■ Material provided:
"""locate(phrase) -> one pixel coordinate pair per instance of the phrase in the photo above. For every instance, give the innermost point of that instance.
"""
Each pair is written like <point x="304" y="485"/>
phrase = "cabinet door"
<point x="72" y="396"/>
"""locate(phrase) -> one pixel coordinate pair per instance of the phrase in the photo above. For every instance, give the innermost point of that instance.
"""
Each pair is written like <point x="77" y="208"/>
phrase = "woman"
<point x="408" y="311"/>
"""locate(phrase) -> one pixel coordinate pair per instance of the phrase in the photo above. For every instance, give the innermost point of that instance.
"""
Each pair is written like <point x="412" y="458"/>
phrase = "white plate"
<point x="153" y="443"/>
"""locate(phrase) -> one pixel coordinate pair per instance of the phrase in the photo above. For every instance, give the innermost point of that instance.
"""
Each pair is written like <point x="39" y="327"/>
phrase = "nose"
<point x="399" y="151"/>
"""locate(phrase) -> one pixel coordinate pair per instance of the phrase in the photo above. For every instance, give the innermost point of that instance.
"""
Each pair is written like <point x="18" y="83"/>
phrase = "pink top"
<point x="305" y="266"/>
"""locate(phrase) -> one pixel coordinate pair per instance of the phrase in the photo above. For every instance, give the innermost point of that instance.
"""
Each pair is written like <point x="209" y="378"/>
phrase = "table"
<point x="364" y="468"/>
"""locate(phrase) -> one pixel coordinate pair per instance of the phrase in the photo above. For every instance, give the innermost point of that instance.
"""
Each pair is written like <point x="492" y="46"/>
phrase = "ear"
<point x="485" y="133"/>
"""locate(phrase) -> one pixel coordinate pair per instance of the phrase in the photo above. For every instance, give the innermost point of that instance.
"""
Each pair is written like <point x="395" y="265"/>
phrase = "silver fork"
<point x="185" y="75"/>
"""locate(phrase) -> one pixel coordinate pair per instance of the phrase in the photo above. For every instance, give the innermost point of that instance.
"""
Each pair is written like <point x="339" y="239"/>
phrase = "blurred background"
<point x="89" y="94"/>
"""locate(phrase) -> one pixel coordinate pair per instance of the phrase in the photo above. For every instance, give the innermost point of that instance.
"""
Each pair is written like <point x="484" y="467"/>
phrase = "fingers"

■ Exercise directions:
Where the word "Each" appears in a line of the entries, copy that line.

■ Completed task:
Each pair is written like <point x="304" y="485"/>
Each pair is written like <point x="77" y="208"/>
Each pair is written like <point x="412" y="458"/>
Each pair is written like <point x="39" y="327"/>
Each pair is written like <point x="18" y="83"/>
Each pair is written like <point x="209" y="378"/>
Each pair is written like <point x="492" y="46"/>
Each pair is written like <point x="395" y="265"/>
Each pair is written like <point x="339" y="239"/>
Each pair is written like <point x="484" y="467"/>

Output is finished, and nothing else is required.